#### Task details
From the line containing "Q: Pick out each instance of the door" through the last line of the data, return those lines exactly as written and nothing more.
━━━━━ Information supplied ━━━━━
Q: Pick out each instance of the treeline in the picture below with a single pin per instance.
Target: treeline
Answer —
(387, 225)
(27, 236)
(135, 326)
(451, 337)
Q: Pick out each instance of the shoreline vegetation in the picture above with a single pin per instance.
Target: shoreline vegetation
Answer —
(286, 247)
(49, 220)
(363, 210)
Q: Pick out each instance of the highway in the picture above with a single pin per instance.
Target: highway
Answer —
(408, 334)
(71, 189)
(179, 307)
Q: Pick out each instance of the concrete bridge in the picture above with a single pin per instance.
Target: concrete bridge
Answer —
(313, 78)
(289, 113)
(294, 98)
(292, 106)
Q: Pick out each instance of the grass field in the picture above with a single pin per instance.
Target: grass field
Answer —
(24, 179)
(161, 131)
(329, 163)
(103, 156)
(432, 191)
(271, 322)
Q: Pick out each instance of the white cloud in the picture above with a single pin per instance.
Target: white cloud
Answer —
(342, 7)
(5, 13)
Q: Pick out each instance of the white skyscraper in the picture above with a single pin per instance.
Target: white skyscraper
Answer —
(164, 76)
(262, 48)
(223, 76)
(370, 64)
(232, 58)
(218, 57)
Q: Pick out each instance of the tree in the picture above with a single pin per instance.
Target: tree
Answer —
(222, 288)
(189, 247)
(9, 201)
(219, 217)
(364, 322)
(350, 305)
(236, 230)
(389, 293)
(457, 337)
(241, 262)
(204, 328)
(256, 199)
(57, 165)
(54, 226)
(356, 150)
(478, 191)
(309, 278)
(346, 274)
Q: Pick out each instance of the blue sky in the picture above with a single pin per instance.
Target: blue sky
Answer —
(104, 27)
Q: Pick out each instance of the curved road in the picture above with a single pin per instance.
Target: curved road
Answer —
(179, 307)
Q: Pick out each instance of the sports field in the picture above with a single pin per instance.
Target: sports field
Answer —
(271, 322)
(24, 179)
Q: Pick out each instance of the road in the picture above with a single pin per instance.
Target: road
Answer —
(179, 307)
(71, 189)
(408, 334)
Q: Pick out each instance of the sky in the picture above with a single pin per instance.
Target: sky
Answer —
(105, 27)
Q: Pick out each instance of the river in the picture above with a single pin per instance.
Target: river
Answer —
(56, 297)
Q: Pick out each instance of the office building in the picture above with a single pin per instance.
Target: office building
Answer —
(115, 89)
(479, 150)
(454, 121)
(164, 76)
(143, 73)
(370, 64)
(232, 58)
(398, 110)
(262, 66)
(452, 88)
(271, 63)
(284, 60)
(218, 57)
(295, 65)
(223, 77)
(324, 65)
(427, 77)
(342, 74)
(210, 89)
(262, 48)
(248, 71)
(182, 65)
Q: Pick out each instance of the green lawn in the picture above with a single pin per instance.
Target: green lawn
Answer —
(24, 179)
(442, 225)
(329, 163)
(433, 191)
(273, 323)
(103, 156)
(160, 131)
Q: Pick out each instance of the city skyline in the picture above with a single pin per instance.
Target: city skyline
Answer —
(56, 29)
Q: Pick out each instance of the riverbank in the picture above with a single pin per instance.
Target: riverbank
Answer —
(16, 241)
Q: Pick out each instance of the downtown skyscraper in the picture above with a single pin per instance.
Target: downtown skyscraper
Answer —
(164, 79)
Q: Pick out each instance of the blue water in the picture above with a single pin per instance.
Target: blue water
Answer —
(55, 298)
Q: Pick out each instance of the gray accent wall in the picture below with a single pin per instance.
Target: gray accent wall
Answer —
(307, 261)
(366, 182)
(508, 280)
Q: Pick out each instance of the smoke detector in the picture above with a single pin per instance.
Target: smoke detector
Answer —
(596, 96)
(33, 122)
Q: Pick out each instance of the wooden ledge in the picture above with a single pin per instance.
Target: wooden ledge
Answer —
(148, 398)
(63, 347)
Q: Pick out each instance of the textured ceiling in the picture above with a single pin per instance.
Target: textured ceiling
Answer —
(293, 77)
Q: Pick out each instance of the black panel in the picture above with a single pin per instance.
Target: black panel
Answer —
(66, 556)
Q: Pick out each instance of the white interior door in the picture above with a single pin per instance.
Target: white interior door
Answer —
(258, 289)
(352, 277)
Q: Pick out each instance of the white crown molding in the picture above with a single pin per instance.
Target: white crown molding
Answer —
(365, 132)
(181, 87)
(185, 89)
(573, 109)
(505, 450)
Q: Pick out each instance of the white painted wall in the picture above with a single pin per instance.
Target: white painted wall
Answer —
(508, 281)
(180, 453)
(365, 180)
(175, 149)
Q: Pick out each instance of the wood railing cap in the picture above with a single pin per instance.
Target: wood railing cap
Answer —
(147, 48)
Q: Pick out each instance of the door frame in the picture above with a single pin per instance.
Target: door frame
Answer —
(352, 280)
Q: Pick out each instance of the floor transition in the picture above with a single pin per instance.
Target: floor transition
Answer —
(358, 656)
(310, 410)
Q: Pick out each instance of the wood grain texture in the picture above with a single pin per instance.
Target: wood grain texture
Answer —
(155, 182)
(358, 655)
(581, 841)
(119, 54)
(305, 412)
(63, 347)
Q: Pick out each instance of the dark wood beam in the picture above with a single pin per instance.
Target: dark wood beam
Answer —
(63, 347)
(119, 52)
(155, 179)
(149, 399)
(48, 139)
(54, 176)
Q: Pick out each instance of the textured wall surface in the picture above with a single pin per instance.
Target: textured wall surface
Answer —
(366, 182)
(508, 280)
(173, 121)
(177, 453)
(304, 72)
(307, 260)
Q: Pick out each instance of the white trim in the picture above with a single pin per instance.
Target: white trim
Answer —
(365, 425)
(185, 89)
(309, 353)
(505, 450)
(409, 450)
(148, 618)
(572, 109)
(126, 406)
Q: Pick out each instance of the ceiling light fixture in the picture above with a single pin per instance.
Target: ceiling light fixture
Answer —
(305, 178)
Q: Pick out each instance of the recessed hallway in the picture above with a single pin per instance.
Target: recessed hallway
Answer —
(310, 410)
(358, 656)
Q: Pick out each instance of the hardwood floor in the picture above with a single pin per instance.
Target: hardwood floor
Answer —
━━━━━
#### Reply
Q: Pick out each instance of the door frame in the picture above with a single pin per instance.
Target: door frame
Answer —
(352, 280)
Q: Pick out each instance of the floor transition in the picture above with a single pin per instance.
Target: floor transition
Answer —
(358, 656)
(310, 410)
Q: Pick out each instance of the wood grain texture in the picture above with a single pin per instance.
Target: wood grain texture
Answer —
(155, 182)
(358, 655)
(581, 841)
(119, 54)
(305, 412)
(63, 347)
Q: Pick out each instance of the dark wood beam in the picture above with a single pin per instance.
Target: dark wood beam
Answer —
(63, 347)
(119, 52)
(155, 179)
(149, 399)
(48, 139)
(54, 176)
Q: Pick out each instance of the textured wall surface in the picture above with a single pin per instance.
Target: textured wall surface
Answer —
(366, 182)
(508, 280)
(173, 121)
(177, 453)
(304, 72)
(307, 260)
Q: Pick out each instance of the white trim in the picture above with a single pin per instance.
Target: white trim
Answer —
(365, 425)
(185, 89)
(309, 353)
(505, 450)
(409, 450)
(148, 618)
(572, 109)
(126, 406)
Q: Pick out each instance of the ceiling light fixture in the picture above with a single pin per instance.
Target: ceiling light fixture
Answer —
(305, 178)
Q: Pick out each instance of the recessed hallway in the picture above with a single pin per instance.
Target: recessed hallway
Answer —
(310, 410)
(358, 656)
Q: Pick out each instance of the hardwood floor in the picture above with a single pin per instance.
Target: hardwood floor
Answer —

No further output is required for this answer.